◆ PROBLEMS TO SOLVE:
1. In the multimodal skill page below, copy the passage starting with "Set GEMINI_OPENAI_BASE_URL to" and going on through "on native Gemini.".
2. Translate this sentence from the multimodal skill page into Spanish: "GEMINI_API_KEY is reused as the bearer token."

◆ DOCUMENT EXCERPT:

Skip to content

t1k:extended-multimodal

FieldValue
Modulet1k-extended
Version2.14.3
Effortunknown
Tools
/t1k:extended-multimodal
[file-path] [prompt]

Process audio, images, videos, documents using Gemini. Generate images, videos, speech, music via Gemini + MiniMax.

Terminal window
# 1. Install Python dependencies
pip install -r .claude/skills/t1k-extended-multimodal/scripts/requirements.txt
# 2. Set required API key
export GEMINI_API_KEY="your-key" # https://aistudio.google.com/apikey
# 3. Set optional MiniMax key (for image/video/speech/music generation)
export MINIMAX_API_KEY="your-key" # https://platform.minimax.io/user-center/basic-information/interface-key
# 4. (Optional) Install human-mcp for in-loop interactive use
claude mcp add human-mcp -- npx -y github:The1Studio/human-mcp#v2.15.1

Optional — OpenAI-compatible backend (LiteLLM proxy / model-router)

Section titled “Optional — OpenAI-compatible backend (LiteLLM proxy / model-router)”

Set GEMINI_OPENAI_BASE_URL to route analyze (vision) and generate (image) through an OpenAI-compatible gateway instead of the native Gemini API. GEMINI_API_KEY is reused as the bearer token. Only analyze+generate are supported this way — audio/video/transcribe stay on native Gemini.

Terminal window
# LiteLLM proxy — vision + image generation
export GEMINI_OPENAI_BASE_URL="https://litellm.athena.tools"
export GEMINI_API_KEY="sk-..." # proxy key
python scripts/gemini_batch_process.py --task generate --prompt "a green square" \
--model gemini-3.1-flash-image-preview --output out.png
python scripts/gemini_batch_process.py --files out.png --task analyze \
--prompt "what color?" --model gemini-3.1-pro-preview
# TheOneKit model-router (CCS) — vision ONLY (no image-gen route)
export GEMINI_OPENAI_BASE_URL="https://ccs.the1studio.org/api/provider/kimi"

◆ ENTRIES SUPPLIED:
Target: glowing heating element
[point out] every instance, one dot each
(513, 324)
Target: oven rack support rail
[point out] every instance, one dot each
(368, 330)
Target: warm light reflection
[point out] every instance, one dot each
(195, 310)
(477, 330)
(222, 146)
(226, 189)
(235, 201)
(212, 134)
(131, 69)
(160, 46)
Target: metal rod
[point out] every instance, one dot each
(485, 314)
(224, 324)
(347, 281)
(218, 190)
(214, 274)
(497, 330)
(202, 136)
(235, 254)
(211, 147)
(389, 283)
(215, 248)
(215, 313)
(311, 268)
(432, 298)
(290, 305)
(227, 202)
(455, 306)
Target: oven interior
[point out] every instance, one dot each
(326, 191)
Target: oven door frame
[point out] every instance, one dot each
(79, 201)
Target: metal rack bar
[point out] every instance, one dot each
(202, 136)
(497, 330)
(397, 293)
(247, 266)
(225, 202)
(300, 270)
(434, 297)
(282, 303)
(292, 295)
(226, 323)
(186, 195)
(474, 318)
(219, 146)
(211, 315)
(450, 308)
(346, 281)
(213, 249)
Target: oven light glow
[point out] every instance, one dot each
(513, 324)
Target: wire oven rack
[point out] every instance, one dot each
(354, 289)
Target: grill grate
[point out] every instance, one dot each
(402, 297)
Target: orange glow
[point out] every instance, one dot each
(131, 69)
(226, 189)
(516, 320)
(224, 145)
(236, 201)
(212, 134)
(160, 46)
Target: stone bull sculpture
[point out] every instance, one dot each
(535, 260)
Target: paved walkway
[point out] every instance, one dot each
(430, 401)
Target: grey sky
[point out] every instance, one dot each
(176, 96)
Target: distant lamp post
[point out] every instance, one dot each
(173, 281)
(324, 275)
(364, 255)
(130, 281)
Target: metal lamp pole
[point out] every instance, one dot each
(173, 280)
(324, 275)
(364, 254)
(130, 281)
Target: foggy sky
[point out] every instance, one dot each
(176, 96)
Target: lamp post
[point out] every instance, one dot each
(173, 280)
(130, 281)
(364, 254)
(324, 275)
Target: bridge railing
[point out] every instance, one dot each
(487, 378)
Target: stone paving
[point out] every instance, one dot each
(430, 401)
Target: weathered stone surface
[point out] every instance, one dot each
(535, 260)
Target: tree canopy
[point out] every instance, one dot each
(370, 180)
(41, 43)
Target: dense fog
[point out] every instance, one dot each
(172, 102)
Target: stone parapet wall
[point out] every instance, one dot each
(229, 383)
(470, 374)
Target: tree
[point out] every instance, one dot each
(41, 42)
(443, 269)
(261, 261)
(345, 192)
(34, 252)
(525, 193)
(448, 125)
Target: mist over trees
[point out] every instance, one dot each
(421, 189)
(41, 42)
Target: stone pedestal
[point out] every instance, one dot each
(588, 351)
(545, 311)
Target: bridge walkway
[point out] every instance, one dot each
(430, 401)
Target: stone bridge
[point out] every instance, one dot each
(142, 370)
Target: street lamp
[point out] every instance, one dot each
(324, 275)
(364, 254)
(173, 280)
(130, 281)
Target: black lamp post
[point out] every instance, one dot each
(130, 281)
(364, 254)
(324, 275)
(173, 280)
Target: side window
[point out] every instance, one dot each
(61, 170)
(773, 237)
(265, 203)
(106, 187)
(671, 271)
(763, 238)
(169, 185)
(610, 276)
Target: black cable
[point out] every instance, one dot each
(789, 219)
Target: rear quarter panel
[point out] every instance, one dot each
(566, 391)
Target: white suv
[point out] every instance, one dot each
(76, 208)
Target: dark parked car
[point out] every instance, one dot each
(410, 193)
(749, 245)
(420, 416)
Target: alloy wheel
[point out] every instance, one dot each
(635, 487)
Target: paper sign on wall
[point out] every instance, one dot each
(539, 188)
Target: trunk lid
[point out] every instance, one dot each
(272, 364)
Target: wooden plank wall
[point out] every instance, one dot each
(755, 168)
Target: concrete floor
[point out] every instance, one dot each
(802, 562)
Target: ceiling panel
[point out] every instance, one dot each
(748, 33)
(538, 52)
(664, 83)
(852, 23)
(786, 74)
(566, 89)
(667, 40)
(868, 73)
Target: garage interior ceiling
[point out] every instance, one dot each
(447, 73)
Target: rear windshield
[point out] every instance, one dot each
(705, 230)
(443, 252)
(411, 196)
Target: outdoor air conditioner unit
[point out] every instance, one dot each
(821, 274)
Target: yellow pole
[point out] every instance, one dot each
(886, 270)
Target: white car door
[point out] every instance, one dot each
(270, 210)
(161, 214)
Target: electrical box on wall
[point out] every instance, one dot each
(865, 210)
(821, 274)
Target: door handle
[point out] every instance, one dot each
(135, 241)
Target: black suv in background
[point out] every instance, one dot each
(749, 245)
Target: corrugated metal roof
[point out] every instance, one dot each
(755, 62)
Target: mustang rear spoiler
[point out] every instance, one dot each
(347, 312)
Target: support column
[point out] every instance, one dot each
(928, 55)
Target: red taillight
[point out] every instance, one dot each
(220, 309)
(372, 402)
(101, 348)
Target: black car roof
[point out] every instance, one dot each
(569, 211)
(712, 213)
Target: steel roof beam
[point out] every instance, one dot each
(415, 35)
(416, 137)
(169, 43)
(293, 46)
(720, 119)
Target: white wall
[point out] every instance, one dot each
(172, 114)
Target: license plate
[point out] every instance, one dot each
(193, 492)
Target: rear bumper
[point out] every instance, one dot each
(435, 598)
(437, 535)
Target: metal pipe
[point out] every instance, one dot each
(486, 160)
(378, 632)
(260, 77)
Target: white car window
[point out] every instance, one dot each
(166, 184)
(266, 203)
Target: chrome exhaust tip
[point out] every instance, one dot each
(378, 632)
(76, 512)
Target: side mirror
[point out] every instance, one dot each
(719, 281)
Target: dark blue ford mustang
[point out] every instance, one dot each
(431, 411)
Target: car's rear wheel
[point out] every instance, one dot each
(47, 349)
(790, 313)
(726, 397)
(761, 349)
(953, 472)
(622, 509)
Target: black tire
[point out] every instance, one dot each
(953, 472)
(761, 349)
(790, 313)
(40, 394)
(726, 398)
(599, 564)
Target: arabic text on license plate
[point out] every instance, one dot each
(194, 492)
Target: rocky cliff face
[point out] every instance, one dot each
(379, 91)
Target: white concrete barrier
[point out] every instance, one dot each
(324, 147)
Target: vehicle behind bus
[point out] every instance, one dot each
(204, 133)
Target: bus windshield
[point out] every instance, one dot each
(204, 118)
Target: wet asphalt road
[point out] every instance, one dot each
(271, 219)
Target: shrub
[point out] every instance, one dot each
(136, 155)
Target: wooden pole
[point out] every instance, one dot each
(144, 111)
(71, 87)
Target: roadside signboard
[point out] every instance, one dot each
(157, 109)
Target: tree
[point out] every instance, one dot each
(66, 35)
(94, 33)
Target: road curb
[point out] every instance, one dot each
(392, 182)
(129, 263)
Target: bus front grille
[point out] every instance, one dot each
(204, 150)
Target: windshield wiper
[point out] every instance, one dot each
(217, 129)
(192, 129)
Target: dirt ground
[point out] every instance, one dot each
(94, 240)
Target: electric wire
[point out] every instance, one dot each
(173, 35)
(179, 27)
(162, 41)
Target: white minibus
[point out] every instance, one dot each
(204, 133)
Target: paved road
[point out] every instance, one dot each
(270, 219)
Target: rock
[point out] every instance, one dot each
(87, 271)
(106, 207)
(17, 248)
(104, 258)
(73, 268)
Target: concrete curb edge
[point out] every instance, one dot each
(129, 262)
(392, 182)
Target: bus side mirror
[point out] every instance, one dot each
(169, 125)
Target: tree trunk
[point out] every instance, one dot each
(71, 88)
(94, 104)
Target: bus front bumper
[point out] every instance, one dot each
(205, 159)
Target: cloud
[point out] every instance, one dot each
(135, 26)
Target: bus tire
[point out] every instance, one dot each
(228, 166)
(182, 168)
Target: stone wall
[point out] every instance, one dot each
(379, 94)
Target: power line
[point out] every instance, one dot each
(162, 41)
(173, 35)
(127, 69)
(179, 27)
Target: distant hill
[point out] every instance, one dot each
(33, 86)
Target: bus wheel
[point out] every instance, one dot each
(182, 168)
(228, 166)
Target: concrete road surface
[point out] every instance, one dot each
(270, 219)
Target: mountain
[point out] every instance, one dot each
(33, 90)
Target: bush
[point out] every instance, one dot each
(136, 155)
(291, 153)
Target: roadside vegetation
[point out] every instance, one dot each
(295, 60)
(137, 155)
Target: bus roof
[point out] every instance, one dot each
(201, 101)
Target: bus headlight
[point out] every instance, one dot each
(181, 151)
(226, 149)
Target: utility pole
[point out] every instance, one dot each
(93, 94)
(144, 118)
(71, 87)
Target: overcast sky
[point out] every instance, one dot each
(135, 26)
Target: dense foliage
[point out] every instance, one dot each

◆ RESPONSES IN ORDER:
1.
Set GEMINI_OPENAI_BASE_URL to route analyze (vision) and generate (image) through an OpenAI-compatible gateway instead of the native Gemini API. GEMINI_API_KEY is reused as the bearer token. Only analyze+generate are supported this way — audio/video/transcribe stay on native Gemini.

2. GEMINI_API_KEY se reutiliza como el token de portador.